[EXERCISE DATA]

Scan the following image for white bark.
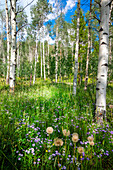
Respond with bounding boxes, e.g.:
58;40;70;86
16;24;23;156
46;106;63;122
33;27;38;84
43;26;46;80
96;0;110;124
73;0;80;95
9;0;16;92
84;0;92;90
55;24;58;83
72;41;74;73
59;42;62;82
29;45;33;63
5;0;10;84
40;40;42;79
47;40;50;76
28;45;33;86
17;33;20;77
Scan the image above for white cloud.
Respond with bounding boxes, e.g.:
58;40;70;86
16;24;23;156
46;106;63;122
19;0;37;23
19;0;77;44
47;0;77;21
49;0;55;6
63;0;77;14
19;0;77;22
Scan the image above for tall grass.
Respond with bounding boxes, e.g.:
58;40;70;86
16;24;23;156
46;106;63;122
0;78;113;170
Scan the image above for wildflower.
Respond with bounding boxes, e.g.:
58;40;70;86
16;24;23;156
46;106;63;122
87;136;94;142
30;148;34;153
100;149;104;152
72;133;79;143
77;147;84;154
89;141;94;146
72;133;78;137
58;164;61;167
46;127;53;134
76;161;81;166
54;138;63;146
62;166;66;169
62;129;70;136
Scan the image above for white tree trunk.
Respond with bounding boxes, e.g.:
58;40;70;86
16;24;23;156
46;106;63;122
55;25;58;83
43;26;46;80
17;33;20;77
29;45;33;86
40;40;42;79
73;0;80;95
47;41;50;77
96;0;110;124
85;30;90;88
84;0;92;90
9;0;16;92
5;0;10;84
59;42;62;82
33;27;38;84
72;41;74;73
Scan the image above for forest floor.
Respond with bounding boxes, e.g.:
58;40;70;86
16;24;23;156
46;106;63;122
0;78;113;170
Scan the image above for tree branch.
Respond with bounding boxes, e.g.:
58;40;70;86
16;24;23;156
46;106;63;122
16;23;29;34
93;15;100;24
105;0;113;7
16;0;34;14
95;0;101;7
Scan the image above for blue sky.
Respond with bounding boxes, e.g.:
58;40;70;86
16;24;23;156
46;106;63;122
20;0;92;23
0;0;92;44
18;0;92;44
0;0;92;24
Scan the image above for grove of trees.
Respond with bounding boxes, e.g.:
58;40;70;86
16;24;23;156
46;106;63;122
0;0;113;169
0;0;113;125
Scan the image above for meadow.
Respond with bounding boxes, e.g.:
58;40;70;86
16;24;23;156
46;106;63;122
0;78;113;170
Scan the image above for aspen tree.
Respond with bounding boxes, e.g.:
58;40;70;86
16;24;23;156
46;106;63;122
84;0;92;90
9;0;16;92
5;0;10;84
73;0;80;95
96;0;112;124
33;26;38;84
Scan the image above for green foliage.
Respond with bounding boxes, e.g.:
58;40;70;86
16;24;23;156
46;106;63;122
16;5;28;33
30;0;52;28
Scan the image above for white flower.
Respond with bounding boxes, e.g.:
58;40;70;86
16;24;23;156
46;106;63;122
46;127;53;134
54;138;63;146
77;147;84;154
62;129;70;136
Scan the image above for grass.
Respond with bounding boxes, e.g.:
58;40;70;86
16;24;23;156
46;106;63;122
0;78;113;170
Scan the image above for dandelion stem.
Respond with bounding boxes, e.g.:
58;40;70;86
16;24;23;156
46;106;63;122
65;138;66;151
58;146;59;164
73;142;76;163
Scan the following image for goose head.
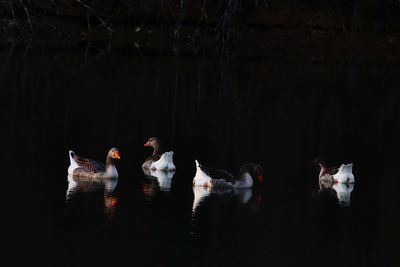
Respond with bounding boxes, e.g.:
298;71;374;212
107;147;121;160
239;163;264;183
144;137;162;154
314;157;328;170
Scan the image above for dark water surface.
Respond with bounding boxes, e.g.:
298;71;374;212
2;47;400;266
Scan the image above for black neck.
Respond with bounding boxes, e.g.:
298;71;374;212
239;163;260;178
153;144;162;155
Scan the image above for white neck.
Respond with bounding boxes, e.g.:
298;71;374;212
105;164;118;178
318;164;325;178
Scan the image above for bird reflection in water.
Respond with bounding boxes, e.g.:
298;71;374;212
314;157;355;207
142;169;175;200
65;175;119;220
190;186;263;237
332;183;354;207
191;186;258;216
315;179;355;207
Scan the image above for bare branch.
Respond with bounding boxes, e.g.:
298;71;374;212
18;0;33;33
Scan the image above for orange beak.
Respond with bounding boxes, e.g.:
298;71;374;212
114;151;121;159
110;197;118;207
144;141;151;147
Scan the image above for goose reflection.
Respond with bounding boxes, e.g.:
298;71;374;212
142;169;175;199
314;157;355;206
65;175;118;218
332;183;354;207
315;180;355;207
191;186;254;215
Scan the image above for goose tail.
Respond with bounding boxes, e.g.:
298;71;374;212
69;150;76;164
68;150;79;175
193;160;200;184
194;160;201;175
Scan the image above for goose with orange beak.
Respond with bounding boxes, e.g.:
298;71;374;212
142;137;163;169
142;137;176;171
68;147;121;178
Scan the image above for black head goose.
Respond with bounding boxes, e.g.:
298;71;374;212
143;137;175;171
68;148;121;178
314;157;355;184
193;160;264;188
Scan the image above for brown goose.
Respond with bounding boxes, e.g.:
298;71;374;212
193;160;264;188
314;158;339;187
68;148;121;178
314;157;355;185
142;137;163;169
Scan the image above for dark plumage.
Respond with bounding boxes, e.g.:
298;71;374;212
197;162;236;185
314;157;339;186
142;137;163;169
193;160;264;188
68;148;120;178
71;151;106;173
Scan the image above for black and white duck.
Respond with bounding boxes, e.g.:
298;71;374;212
193;160;264;188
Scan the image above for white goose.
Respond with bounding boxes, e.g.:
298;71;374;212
68;147;120;179
143;137;176;171
315;158;355;185
151;151;176;171
333;163;355;184
193;160;264;188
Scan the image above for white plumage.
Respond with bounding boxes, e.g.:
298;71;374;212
193;160;212;187
333;163;355;183
68;150;80;175
150;151;176;171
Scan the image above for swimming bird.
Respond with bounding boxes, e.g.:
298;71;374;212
314;157;355;185
143;137;175;171
193;160;264;188
142;137;163;169
68;147;121;178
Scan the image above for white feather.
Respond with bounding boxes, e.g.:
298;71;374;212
193;160;212;187
333;183;354;206
333;163;355;183
150;151;176;171
67;150;80;175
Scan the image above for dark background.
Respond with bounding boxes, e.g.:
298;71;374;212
2;1;400;265
2;49;400;266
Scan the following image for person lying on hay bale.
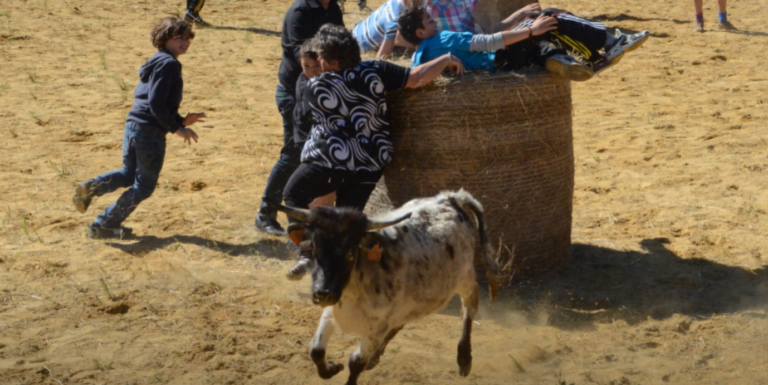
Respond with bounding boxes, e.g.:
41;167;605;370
72;18;205;239
282;24;465;280
398;7;650;81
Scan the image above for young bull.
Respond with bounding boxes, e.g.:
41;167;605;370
267;190;503;385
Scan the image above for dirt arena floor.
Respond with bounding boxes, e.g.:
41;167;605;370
1;0;768;383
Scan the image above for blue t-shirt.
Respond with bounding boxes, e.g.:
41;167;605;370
410;31;496;72
352;0;406;51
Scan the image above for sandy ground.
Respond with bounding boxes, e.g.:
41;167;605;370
1;0;768;384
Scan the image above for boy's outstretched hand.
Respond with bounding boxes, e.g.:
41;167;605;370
176;127;199;145
531;14;558;36
446;56;466;76
182;112;207;126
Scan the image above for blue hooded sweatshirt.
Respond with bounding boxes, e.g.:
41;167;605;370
126;50;184;134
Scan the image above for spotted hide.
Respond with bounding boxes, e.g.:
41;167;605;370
266;190;502;385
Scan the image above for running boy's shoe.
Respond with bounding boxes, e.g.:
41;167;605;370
73;180;96;214
545;54;594;82
359;3;372;11
695;23;705;32
88;224;133;239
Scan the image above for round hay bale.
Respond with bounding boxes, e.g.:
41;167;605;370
381;70;573;281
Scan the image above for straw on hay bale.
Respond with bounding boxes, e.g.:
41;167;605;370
367;70;573;282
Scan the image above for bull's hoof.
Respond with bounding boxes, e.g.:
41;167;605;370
318;361;344;379
458;362;472;377
457;341;472;377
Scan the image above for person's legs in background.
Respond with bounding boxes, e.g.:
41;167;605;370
255;83;303;235
184;0;208;25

[/EXERCISE DATA]

WHAT IS NEEDED
For every line above, produce an exact transcription that omits the images.

OUTPUT FOR THIS TASK
Scan the following image for white bark.
Respond with bounding boxes, e.g.:
58;40;70;86
16;24;23;156
46;106;63;122
33;27;38;84
43;26;46;80
96;0;110;124
73;0;80;95
9;0;16;92
84;0;92;90
55;24;58;83
72;41;74;73
59;42;62;82
29;45;33;63
5;0;10;84
40;40;42;79
47;40;50;76
28;45;33;86
17;33;20;77
Scan the image above for white cloud.
Respond with bounding boxes, e.g.:
58;40;70;86
16;24;23;156
46;106;63;122
19;0;37;23
19;0;77;44
47;0;77;21
49;0;55;6
63;0;77;14
19;0;77;22
Scan the image above for tall grass.
Respond with bounding boxes, e.g.:
58;40;70;86
16;24;23;156
46;106;63;122
0;78;113;170
Scan the image above for wildflower.
Respond with bounding boxes, e.g.:
58;40;70;86
16;24;23;156
46;106;63;122
87;136;94;142
30;148;34;153
100;149;104;152
72;133;79;143
77;147;84;154
89;141;94;146
72;133;78;137
58;164;61;167
46;127;53;134
76;161;81;166
54;138;63;146
62;166;66;169
62;129;70;136
Scan the image above for white tree trunk.
Respond with bounding boxes, e.g.:
58;40;70;86
16;24;23;156
46;106;63;122
55;25;58;83
43;26;46;80
17;33;20;77
29;45;33;86
40;40;42;79
73;0;80;95
47;41;50;77
96;0;110;124
85;30;90;88
84;0;92;90
9;0;16;92
5;0;10;84
59;42;62;82
33;27;38;84
72;41;74;73
Scan the image above for forest floor.
Respond with bounding boxes, e.g.:
58;40;70;86
16;24;23;156
46;106;63;122
0;78;113;170
Scan the image above for tree branch.
Respond with bounding boxes, e.g.:
58;40;70;86
16;24;23;156
46;106;63;122
16;23;29;34
93;15;100;24
105;0;113;7
16;0;34;14
95;0;101;7
Scan the image above for blue sky.
Respond with bounding boxes, e.g.:
58;40;70;86
16;24;23;156
46;106;63;122
20;0;92;23
0;0;92;44
18;0;92;44
0;0;92;24
Scan the image above for grove of trees.
Respond with bounding boxes, e.g.:
58;40;70;86
16;24;23;156
46;106;63;122
0;0;113;169
0;0;113;125
Scan the image above for meadow.
Respond with bounding boxes, e.g.:
58;40;70;86
16;24;23;156
46;106;63;122
0;78;113;170
Scan the image above for aspen tree.
Respond with bounding boxes, e.g.:
58;40;70;86
16;24;23;156
46;106;63;122
84;0;92;90
9;0;16;92
5;0;10;84
73;0;80;95
96;0;112;124
33;26;38;84
Scan the image above for green foliage.
Respond with bounding boxes, e.g.:
58;40;70;86
16;24;23;156
46;106;63;122
16;5;28;33
30;0;52;28
Scan the image above for white flower.
Respond with bounding boxes, e.g.:
58;40;70;86
16;24;23;156
46;106;63;122
46;127;53;134
54;138;63;146
77;147;84;154
62;129;70;136
Scan the image above for grass.
Respond with bounding boxes, e.g.:
58;40;70;86
16;24;23;156
46;106;63;122
0;78;113;170
Scan the image above for dandelion stem.
Respond with bounding boxes, e.g.:
58;40;70;86
16;24;23;156
46;106;63;122
65;138;66;151
58;146;59;164
73;142;76;163
Scan the following image for goose head.
Respond with bounding boxes, e.g.:
298;71;374;212
107;147;121;160
239;163;264;183
144;137;162;154
314;157;328;170
Scan the image above for dark water surface.
Respond with bounding boxes, e.g.:
298;71;374;212
2;47;400;266
Scan the image above for black neck.
Respond with bounding boxes, e.g.:
298;71;374;212
239;163;260;178
153;144;162;155
Scan the image above for white neck.
Respond with bounding boxes, e.g.:
298;71;374;212
105;164;118;178
318;164;325;178
Scan the image above for bird reflection in water.
Respond with bounding boxes, e.g.:
298;71;374;212
314;157;355;207
142;169;175;200
65;175;119;220
190;186;263;237
332;183;354;207
191;186;258;216
315;179;355;207
Scan the image above for bare branch.
Respond with bounding boxes, e.g.:
298;71;374;212
18;0;33;33
Scan the image above for orange beak.
Respond with bounding boxes, e.g.:
298;71;374;212
114;151;121;159
110;197;118;207
144;141;151;147
Scan the image above for goose reflection.
Respond with bounding boxes, e.g.:
298;71;374;212
142;169;175;199
314;157;355;206
65;175;118;218
332;183;354;207
315;180;355;207
191;186;254;215
Scan the image above for goose tail.
Respond with bounding boxes, e.g.:
298;71;374;212
69;150;76;164
68;150;79;175
193;160;200;184
194;160;201;175
Scan the image above for goose with orange beak.
Respond with bounding boxes, e.g.:
298;71;374;212
142;137;163;169
142;137;176;171
68;147;121;178
Scan the image above for black head goose.
Respond with bounding boxes, e.g.:
298;71;374;212
143;137;175;171
68;148;121;178
314;157;355;184
193;160;264;188
Scan the image above for brown goose.
Respond with bounding boxes, e.g.:
298;71;374;212
193;160;264;188
314;158;339;187
68;148;121;178
314;157;355;185
142;137;163;169
Scan the image above for dark plumage.
Respond with bounding boxes, e.g.:
298;71;374;212
197;162;236;185
314;157;339;186
142;137;163;169
193;160;264;188
68;148;120;178
71;151;106;173
Scan the image above for black and white duck.
Respond with bounding boxes, e.g.:
298;71;374;212
193;160;264;188
Scan the image above for white goose.
Respond with bounding boxes, e.g.:
298;71;374;212
68;147;120;179
143;137;176;171
315;158;355;185
151;151;176;171
333;163;355;184
193;160;264;188
Scan the image above for white plumage.
Respond with bounding boxes, e.g.:
298;71;374;212
193;160;212;187
333;163;355;183
68;150;80;175
150;151;176;171
Scan the image above for swimming bird.
Respond with bounding boxes, e.g.:
298;71;374;212
314;157;355;185
143;137;175;171
193;160;264;188
142;137;163;169
68;147;121;178
Scan the image above for white feather.
Respond with bounding boxes, e.g.:
298;71;374;212
193;160;212;187
333;183;354;206
333;163;355;183
150;151;176;171
67;150;80;175
Scan the image above for dark background.
Respond with bounding boxes, e.g.:
298;71;374;212
2;1;400;265
2;49;400;266
Scan the following image for person lying on hay bale.
Respond with bounding boxes, e.g.:
41;167;605;370
72;18;205;239
282;24;465;280
398;7;650;81
Scan the image above for young bull.
Respond with bounding boxes, e.g.:
41;167;605;370
267;190;503;385
Scan the image above for dirt arena floor.
Respond with bounding boxes, e.g.:
41;167;605;370
1;0;768;383
Scan the image above for blue t-shirt.
Respond with bounding boxes, e.g.:
41;167;605;370
410;31;496;72
352;0;406;51
Scan the image above for sandy ground.
Respond with bounding boxes, e.g.:
41;167;605;370
1;0;768;384
Scan the image above for boy's outstretched hand.
Respond with bounding boxes, e.g.:
41;167;605;370
176;127;199;145
531;14;558;36
446;56;466;76
182;112;207;126
Scan the image above for blue hooded sweatshirt.
Respond with bounding boxes, e.g.:
41;167;605;370
126;50;184;134
Scan the image above for spotted hide.
Respond with bounding boxes, e.g.:
41;167;605;370
266;190;502;385
Scan the image above for running boy's shoe.
Respond with bounding boxes, e.g.:
41;167;605;370
73;180;96;214
545;54;594;82
359;3;372;11
695;23;705;32
88;224;133;239
Scan the image above for round hay bale.
Respond with bounding boxes, e.g.:
41;167;605;370
381;70;573;281
Scan the image above for straw on hay bale.
Respond with bounding boxes, e.g.:
41;167;605;370
367;70;573;282
Scan the image above for bull's hoof.
Respond with bounding boxes, e.g.:
41;167;605;370
318;361;344;379
458;362;472;377
457;341;472;377
Scan the image above for person's legs in background.
Respond with bounding boxes, e.g.:
41;167;605;370
255;83;303;235
184;0;208;25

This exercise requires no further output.